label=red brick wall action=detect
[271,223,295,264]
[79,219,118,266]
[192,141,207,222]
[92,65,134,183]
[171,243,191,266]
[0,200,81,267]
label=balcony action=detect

....

Swap "detect" for "find" in every item, and write the lines out again with nothing else changed.

label=red brick wall action=find
[271,223,295,264]
[79,219,118,266]
[192,141,207,222]
[92,65,134,183]
[171,243,191,266]
[0,200,81,267]
label=balcony action=find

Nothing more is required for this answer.